| OPDRACHT 1 |
Beantwoord aan de hand van de uitspraak hieronder de volgende vragen:
(a) Op welke datum werd de huurovereenkomst gesloten?
(b) Welk zaaknummer vermeldt de uitspraak?
(c) Op welke termijn heeft de kantonrechter de ontruiming vastgesteld?
| OPDRACHT 2 |
Geef alle onderstaande records ongewijzigd weer, teken voor teken.

| TE LEZEN TEKST |

====================

ECLI:NL:RBZWB:2023:4972

Rechtbank Zeeland-West-Brabant

Datum uitspraak
14 juni 2023
Publicatiedatum
13 juli 2023
Zaaknummer
10370561 CV EXPL 23-607
Instantie
Rechtbank Zeeland-West-Brabant
Type
Uitspraak
Procedures
  • Bodemzaak
Rechters
  • Kool
Vindplaatsen
  • Rechtspraak.nl
AI samenvatting door LexboostAutomatisch gegenereerd

Ontbinding huurovereenkomst en ontruiming bedrijfsruimte wegens huurachterstand

In deze zaak heeft de kantonrechter van de Rechtbank Zeeland-West-Brabant op 14 juni 2023 uitspraak gedaan in een geschil tussen [eiser01] en [gedaagde01] over een huurovereenkomst voor een bedrijfsruimte. De huurovereenkomst, die op 23 januari 2021 werd gesloten, kende een ingangsdatum van 1 april 2021. [gedaagde01] heeft een huurachterstand opgebouwd van meer dan drie maanden, ondanks meerdere aanmaningen tot betaling. [eiser01] vorderde ontbinding van de huurovereenkomst en ontruiming van het gehuurde pand, alsook betaling van de huurachterstand en bijkomende kosten.

De kantonrechter heeft vastgesteld dat [gedaagde01] tekort is geschoten in de nakoming van zijn betalingsverplichtingen. Het verweer van [gedaagde01] dat hij in detentie zit en daarom niet kan betalen, werd verworpen. De kantonrechter oordeelde dat de huurachterstand, die meer dan drie maanden bedraagt, voldoende grond biedt voor ontbinding van de huurovereenkomst en ontruiming van het pand. De kantonrechter heeft de ontruimingstermijn vastgesteld op veertien dagen na betekening van het vonnis.

====================

| UITTREKSEL DATASET |
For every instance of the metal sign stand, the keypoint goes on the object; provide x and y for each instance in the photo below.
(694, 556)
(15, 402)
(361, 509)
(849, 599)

====================

| ANTWOORD OPDRACHT 1 |
(a) 23 januari 2021
(b) 10370561 CV EXPL 23-607
(c) Veertien dagen na betekening van het vonnis

| ANTWOORD OPDRACHT 2 |
For every instance of the metal sign stand, the keypoint goes on the object; provide x and y for each instance in the photo below.
(694, 556)
(15, 402)
(361, 509)
(849, 599)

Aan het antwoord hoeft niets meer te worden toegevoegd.